● **DIRECTION**:
Could you copy out all of the material below line for line, leaving out the pictures?

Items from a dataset
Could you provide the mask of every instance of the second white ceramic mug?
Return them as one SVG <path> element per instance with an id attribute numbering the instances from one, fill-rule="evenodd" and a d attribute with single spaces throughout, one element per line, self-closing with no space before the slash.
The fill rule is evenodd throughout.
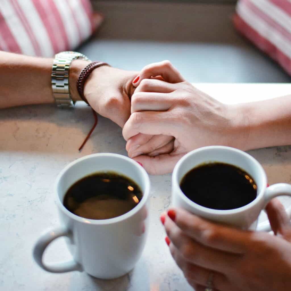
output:
<path id="1" fill-rule="evenodd" d="M 186 197 L 180 186 L 183 177 L 189 171 L 199 165 L 215 162 L 233 165 L 249 173 L 256 183 L 256 198 L 242 207 L 219 210 L 201 206 Z M 263 223 L 257 227 L 259 215 L 272 198 L 281 195 L 291 196 L 291 185 L 280 183 L 267 188 L 267 183 L 266 173 L 260 163 L 244 152 L 222 146 L 201 148 L 188 153 L 176 164 L 172 176 L 172 205 L 216 222 L 243 229 L 256 229 L 259 230 L 269 231 L 271 228 L 268 223 Z M 287 210 L 287 211 L 290 216 L 291 208 Z"/>
<path id="2" fill-rule="evenodd" d="M 63 205 L 64 197 L 75 182 L 99 172 L 114 171 L 134 180 L 141 187 L 142 198 L 126 213 L 109 219 L 88 219 L 75 215 Z M 132 269 L 140 257 L 148 231 L 150 179 L 136 162 L 115 154 L 96 154 L 71 163 L 56 182 L 56 202 L 61 226 L 43 234 L 36 243 L 33 256 L 43 269 L 53 273 L 84 271 L 98 278 L 120 277 Z M 61 236 L 68 238 L 73 259 L 49 265 L 42 260 L 46 247 Z"/>

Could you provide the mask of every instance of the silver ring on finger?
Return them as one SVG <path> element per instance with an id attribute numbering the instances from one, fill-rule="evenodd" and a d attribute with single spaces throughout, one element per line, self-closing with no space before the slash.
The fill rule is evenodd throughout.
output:
<path id="1" fill-rule="evenodd" d="M 214 273 L 213 272 L 210 272 L 208 277 L 208 279 L 206 282 L 206 287 L 205 288 L 205 291 L 214 291 L 213 288 L 213 277 L 214 277 Z"/>

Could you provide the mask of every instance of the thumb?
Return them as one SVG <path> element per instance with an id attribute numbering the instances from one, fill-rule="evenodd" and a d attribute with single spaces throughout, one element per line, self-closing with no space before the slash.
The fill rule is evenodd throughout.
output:
<path id="1" fill-rule="evenodd" d="M 169 61 L 164 61 L 159 63 L 154 63 L 144 67 L 139 74 L 132 81 L 132 85 L 137 87 L 142 80 L 156 77 L 159 79 L 162 79 L 169 83 L 179 83 L 185 80 Z"/>
<path id="2" fill-rule="evenodd" d="M 177 162 L 185 153 L 175 155 L 165 154 L 155 157 L 141 155 L 133 159 L 142 164 L 146 171 L 150 175 L 162 175 L 172 172 Z"/>
<path id="3" fill-rule="evenodd" d="M 274 198 L 266 207 L 272 230 L 275 235 L 280 234 L 291 242 L 291 223 L 284 207 L 278 199 Z"/>

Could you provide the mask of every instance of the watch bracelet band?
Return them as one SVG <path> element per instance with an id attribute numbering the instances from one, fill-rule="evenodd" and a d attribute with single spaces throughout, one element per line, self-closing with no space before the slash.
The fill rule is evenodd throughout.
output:
<path id="1" fill-rule="evenodd" d="M 110 66 L 108 64 L 106 63 L 98 61 L 90 63 L 82 70 L 77 80 L 77 90 L 80 95 L 80 97 L 83 101 L 85 101 L 89 106 L 90 104 L 88 100 L 84 95 L 84 85 L 92 71 L 97 68 L 102 66 Z"/>
<path id="2" fill-rule="evenodd" d="M 62 52 L 55 56 L 52 71 L 52 86 L 58 107 L 69 108 L 74 104 L 70 92 L 69 70 L 72 61 L 79 58 L 91 61 L 84 55 L 75 52 Z"/>

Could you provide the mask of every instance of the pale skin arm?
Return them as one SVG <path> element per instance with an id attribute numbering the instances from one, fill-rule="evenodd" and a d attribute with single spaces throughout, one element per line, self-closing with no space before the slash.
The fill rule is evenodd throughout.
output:
<path id="1" fill-rule="evenodd" d="M 32 104 L 54 103 L 51 84 L 52 58 L 0 52 L 0 109 Z M 76 82 L 89 63 L 76 60 L 70 67 L 69 84 L 72 99 L 81 100 Z M 136 73 L 108 66 L 98 68 L 85 83 L 85 97 L 98 113 L 121 127 L 130 114 L 132 82 Z"/>
<path id="2" fill-rule="evenodd" d="M 51 77 L 53 61 L 0 52 L 0 108 L 54 103 Z M 70 85 L 75 85 L 78 73 L 88 63 L 80 60 L 72 62 Z M 81 100 L 75 86 L 71 86 L 70 89 L 73 99 Z"/>
<path id="3" fill-rule="evenodd" d="M 183 155 L 202 146 L 227 146 L 246 150 L 291 144 L 291 95 L 227 105 L 186 82 L 149 79 L 159 71 L 165 70 L 172 79 L 177 74 L 168 62 L 154 65 L 142 70 L 134 84 L 137 88 L 132 97 L 132 115 L 123 131 L 129 155 L 149 173 L 171 172 Z M 172 136 L 172 149 L 156 156 L 152 145 L 136 148 L 140 134 Z"/>

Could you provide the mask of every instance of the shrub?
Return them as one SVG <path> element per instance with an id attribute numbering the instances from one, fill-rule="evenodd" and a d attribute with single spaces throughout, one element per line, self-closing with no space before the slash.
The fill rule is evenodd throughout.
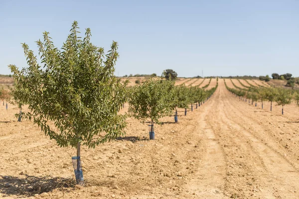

● **EXERCISE SOLUTION**:
Could you provide the mask of every instance of the second white ceramic mug?
Return them as one SVG <path> element per instance with an id attribute numbering the instances from one, fill-rule="evenodd" and a d attribute with single spaces throughout, one element per line, self-closing with no space before the slash.
The fill rule is evenodd throughout.
output:
<path id="1" fill-rule="evenodd" d="M 186 197 L 180 186 L 183 177 L 189 171 L 199 165 L 215 162 L 233 165 L 249 173 L 256 183 L 256 198 L 242 207 L 219 210 L 201 206 Z M 263 223 L 257 227 L 259 215 L 272 198 L 281 195 L 291 196 L 291 185 L 280 183 L 267 188 L 267 183 L 266 173 L 260 163 L 244 152 L 222 146 L 201 148 L 188 153 L 176 164 L 172 176 L 172 205 L 216 222 L 243 229 L 256 229 L 259 230 L 269 231 L 271 228 L 268 223 Z M 287 210 L 287 211 L 290 216 L 291 208 Z"/>
<path id="2" fill-rule="evenodd" d="M 63 205 L 64 197 L 75 182 L 99 172 L 114 171 L 134 180 L 141 187 L 142 198 L 126 213 L 109 219 L 88 219 L 75 215 Z M 132 269 L 140 257 L 148 231 L 150 179 L 136 162 L 115 154 L 96 154 L 71 163 L 56 182 L 56 202 L 61 226 L 43 234 L 36 243 L 33 256 L 43 269 L 53 273 L 84 271 L 98 278 L 120 277 Z M 61 236 L 68 238 L 73 259 L 49 265 L 42 260 L 46 247 Z"/>

Could you provide the mask of every instance of the silver ring on finger?
Return them as one SVG <path> element per instance with an id attribute numbering the instances from one, fill-rule="evenodd" and a d attribute with single spaces throughout, one element per line, self-closing with no space before the slash.
The fill rule is evenodd throughout.
output:
<path id="1" fill-rule="evenodd" d="M 214 273 L 213 272 L 210 272 L 208 277 L 208 279 L 206 282 L 206 287 L 205 288 L 205 291 L 214 291 L 213 288 L 213 277 L 214 277 Z"/>

Could you provide the mask of every instance of the thumb?
Return them as one SVG <path> element per instance with an id attribute numbering the instances from one, fill-rule="evenodd" and a d attribute with single spaces throughout, one element per line, self-closing with no space before the slash.
The fill rule is evenodd throughout.
output:
<path id="1" fill-rule="evenodd" d="M 169 61 L 164 61 L 159 63 L 154 63 L 144 67 L 139 74 L 132 81 L 132 85 L 137 87 L 142 80 L 156 77 L 159 79 L 162 79 L 169 83 L 179 83 L 185 80 Z"/>
<path id="2" fill-rule="evenodd" d="M 177 162 L 185 153 L 175 155 L 165 154 L 155 157 L 141 155 L 133 159 L 142 164 L 146 171 L 150 175 L 162 175 L 172 172 Z"/>
<path id="3" fill-rule="evenodd" d="M 274 198 L 266 207 L 272 230 L 275 235 L 280 234 L 291 242 L 291 223 L 284 207 L 278 199 Z"/>

Could you provide the mask of every instance of the watch bracelet band?
Return them as one SVG <path> element per instance with an id attribute numbering the instances from one, fill-rule="evenodd" and a d attribute with single spaces throughout, one element per line, self-closing with no space before the slash.
The fill rule is evenodd throughout.
output:
<path id="1" fill-rule="evenodd" d="M 110 66 L 108 64 L 106 63 L 98 61 L 90 63 L 82 70 L 77 80 L 77 90 L 80 95 L 80 97 L 83 101 L 85 101 L 89 106 L 90 104 L 88 100 L 84 95 L 84 85 L 92 71 L 97 68 L 102 66 Z"/>
<path id="2" fill-rule="evenodd" d="M 62 52 L 55 56 L 52 71 L 52 86 L 58 107 L 69 108 L 74 104 L 70 92 L 69 70 L 72 61 L 79 58 L 91 61 L 84 55 L 75 52 Z"/>

Could you provide the mask of every instance of the pale skin arm?
Return them as one SVG <path> element per instance with an id attribute numbering the instances from one, fill-rule="evenodd" and a d attribute with single spaces throughout, one element per line, self-closing with no space before the slash.
The fill rule is evenodd throughout.
output:
<path id="1" fill-rule="evenodd" d="M 32 104 L 54 103 L 51 84 L 52 58 L 0 52 L 0 109 Z M 76 82 L 89 63 L 76 60 L 70 67 L 69 84 L 72 99 L 81 100 Z M 136 73 L 108 66 L 98 68 L 85 83 L 85 97 L 98 113 L 121 127 L 130 114 L 132 82 Z"/>
<path id="2" fill-rule="evenodd" d="M 51 77 L 53 61 L 0 52 L 0 108 L 54 103 Z M 70 85 L 75 85 L 78 73 L 88 63 L 80 60 L 72 62 Z M 81 100 L 75 86 L 71 86 L 70 89 L 73 99 Z"/>
<path id="3" fill-rule="evenodd" d="M 183 155 L 202 146 L 227 146 L 246 150 L 291 144 L 291 95 L 227 105 L 186 82 L 149 79 L 159 71 L 165 70 L 172 79 L 177 74 L 168 62 L 154 65 L 142 70 L 134 84 L 137 88 L 132 97 L 132 115 L 123 131 L 129 155 L 149 173 L 171 172 Z M 172 136 L 172 149 L 156 156 L 152 145 L 136 148 L 140 134 Z"/>

Could you provide the mask of every instance of the shrub?
Return them as one SVG <path> element per instance with an id attribute numbering the instances from one, fill-rule="evenodd" and a d attribute with single spaces throughout, one element per line, self-closing with no space before the slash.
The fill rule is evenodd throughout.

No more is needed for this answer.